ENTRIES PROVIDED
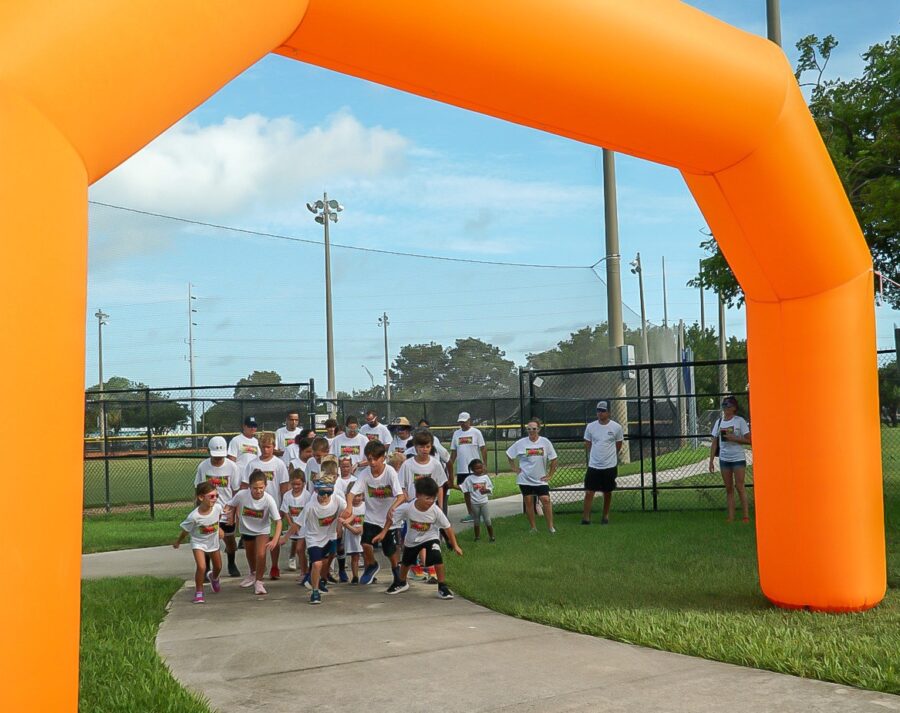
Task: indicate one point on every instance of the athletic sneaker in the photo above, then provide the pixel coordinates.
(369, 573)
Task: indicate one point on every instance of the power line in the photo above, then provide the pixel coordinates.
(276, 236)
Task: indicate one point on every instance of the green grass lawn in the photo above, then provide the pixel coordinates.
(120, 669)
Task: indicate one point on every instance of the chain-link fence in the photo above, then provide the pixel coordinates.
(146, 454)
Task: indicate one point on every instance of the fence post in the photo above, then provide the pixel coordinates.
(150, 454)
(105, 450)
(652, 440)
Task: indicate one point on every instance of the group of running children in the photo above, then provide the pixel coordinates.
(332, 498)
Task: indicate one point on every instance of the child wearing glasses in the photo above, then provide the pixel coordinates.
(202, 526)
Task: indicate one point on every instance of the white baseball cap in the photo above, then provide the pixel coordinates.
(217, 447)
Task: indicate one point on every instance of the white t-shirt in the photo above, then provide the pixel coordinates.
(603, 439)
(479, 487)
(423, 526)
(467, 445)
(380, 492)
(243, 449)
(204, 529)
(352, 542)
(379, 431)
(344, 446)
(292, 506)
(254, 516)
(322, 520)
(284, 438)
(226, 478)
(411, 471)
(275, 471)
(736, 426)
(534, 459)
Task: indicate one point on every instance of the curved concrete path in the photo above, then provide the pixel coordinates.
(366, 651)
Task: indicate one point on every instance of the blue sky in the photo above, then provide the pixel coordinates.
(415, 177)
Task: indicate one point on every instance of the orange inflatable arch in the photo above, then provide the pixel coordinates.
(84, 85)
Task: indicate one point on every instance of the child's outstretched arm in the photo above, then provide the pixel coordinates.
(451, 536)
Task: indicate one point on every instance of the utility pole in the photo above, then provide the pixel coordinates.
(191, 325)
(619, 408)
(326, 210)
(384, 322)
(773, 20)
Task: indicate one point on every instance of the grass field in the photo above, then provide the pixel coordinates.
(120, 669)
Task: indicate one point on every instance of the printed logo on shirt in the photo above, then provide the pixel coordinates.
(380, 492)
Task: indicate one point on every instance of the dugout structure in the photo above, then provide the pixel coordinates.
(83, 85)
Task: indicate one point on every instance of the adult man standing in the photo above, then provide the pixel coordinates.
(466, 445)
(373, 430)
(244, 447)
(285, 435)
(603, 440)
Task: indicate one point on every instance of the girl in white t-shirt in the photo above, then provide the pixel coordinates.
(202, 526)
(729, 433)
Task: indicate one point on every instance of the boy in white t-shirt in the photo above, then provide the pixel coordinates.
(426, 521)
(225, 475)
(202, 526)
(730, 433)
(256, 511)
(477, 490)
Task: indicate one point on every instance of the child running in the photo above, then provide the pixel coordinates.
(425, 524)
(477, 488)
(202, 526)
(256, 510)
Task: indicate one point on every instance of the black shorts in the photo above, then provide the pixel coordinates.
(388, 544)
(432, 554)
(602, 479)
(535, 490)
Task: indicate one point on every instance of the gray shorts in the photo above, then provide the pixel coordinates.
(481, 511)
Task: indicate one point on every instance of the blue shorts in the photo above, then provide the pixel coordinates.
(731, 464)
(317, 554)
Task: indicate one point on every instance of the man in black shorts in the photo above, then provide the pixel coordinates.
(603, 440)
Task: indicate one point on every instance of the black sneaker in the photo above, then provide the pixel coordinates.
(397, 587)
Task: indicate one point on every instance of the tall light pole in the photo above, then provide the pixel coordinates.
(636, 269)
(384, 322)
(326, 210)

PROMPT
Give the entries again word for word, but skip the pictures.

OUTPUT FOR THIS TASK
Task: indicate one point on every instance of the athletic sneaker in the photo above, then provide the pixel coordinates.
(369, 573)
Task: indicate one point on every instance of the power line in the photo above, then provide the pixel coordinates.
(276, 236)
Task: indicate one point on every instance of the green grass lawn in the photo above, then provide the pixel coordinates.
(120, 669)
Task: indicate one point on every instance of the chain-link fence in the photo above, then provide the pixel coordinates.
(146, 454)
Task: indicate one point on every instance of the fence post in the photo above, then provide the pixel coordinates.
(150, 454)
(105, 450)
(652, 440)
Task: indicate one point on every instance of the group of running children in the photo above, then provide the pixel coordinates.
(332, 498)
Task: indicate one point on every instance of the child wearing glasses in the photo above, then provide the pixel coordinates.
(202, 526)
Task: indicate one point on every instance of the white baseball cap in the photo above, then provide the pixel coordinates.
(217, 447)
Task: indicate one point on every instance of the white t-shirt in the photo above, then provide the pixel coordinates.
(603, 439)
(479, 487)
(423, 526)
(467, 445)
(380, 492)
(243, 449)
(204, 529)
(352, 542)
(379, 431)
(344, 446)
(292, 506)
(254, 516)
(322, 520)
(284, 438)
(226, 478)
(411, 471)
(275, 471)
(736, 426)
(534, 459)
Task: indicate one point on every instance of the curved concrete path in the photo above, then provide the pixel coordinates.
(366, 651)
Task: indicate one point on every instance of the blue sky in the photo above, then provide the pixel coordinates.
(415, 177)
Task: indicate one point on every instance of the orange inflatable arch in the photo above, then provide the pixel coordinates.
(84, 85)
Task: indicate one point on every instance of the child's outstretched arm in the photo above, then provide the pixel coordinates.
(451, 536)
Task: indicate one point on every instance of the utility pole in the photo above, then provide the pixel coordinates.
(191, 325)
(619, 408)
(326, 210)
(384, 322)
(773, 20)
Task: indicate one point on every instance of the grass field in the photo above, then provide the pixel coordinates.
(120, 669)
Task: indicate one point on every instance of the printed logo on shirt in the photo above, then provide the pixel coordinates.
(380, 492)
Task: indicate one point on every instance of the dugout structure in the photo above, then provide the pixel coordinates.
(83, 85)
Task: indicate one point on every instance of the adult man standing in the photo above, then provide the pixel coordinates.
(466, 445)
(373, 430)
(244, 447)
(285, 435)
(603, 440)
Task: indicate one point on every instance of the girl in white t-shirt in the photo above, then provide the pixel coordinates.
(202, 526)
(729, 433)
Task: indicate one point on every instance of the boy in white t-shirt in the photo above, then provide the pixel coordinates.
(426, 521)
(225, 475)
(202, 526)
(730, 433)
(256, 511)
(477, 490)
Task: indicate one point on every instance of the child running in the photo above, then provide the pixel coordinates.
(425, 524)
(477, 488)
(202, 526)
(256, 510)
Task: indicate one point on every instance of the black shorts in the photo above, then provide the pixel coordinates.
(388, 544)
(432, 554)
(602, 479)
(535, 490)
Task: indicate one point on every instance of the gray shorts in the photo above, then provide the pixel coordinates.
(481, 511)
Task: indicate one point on every instance of the blue shorts in the photo above, then provide the pixel coordinates.
(731, 464)
(317, 554)
Task: indicate one point on every instance of the man in black shorts in the photo above, then provide the pixel coordinates.
(603, 440)
Task: indicate one point on every instance of the black sneaker in the photo above, then provide the pixel coordinates.
(397, 587)
Task: indicate one point on every instance of the tall light pole in the photo above, then provide the pixel coordinates.
(636, 269)
(384, 322)
(326, 210)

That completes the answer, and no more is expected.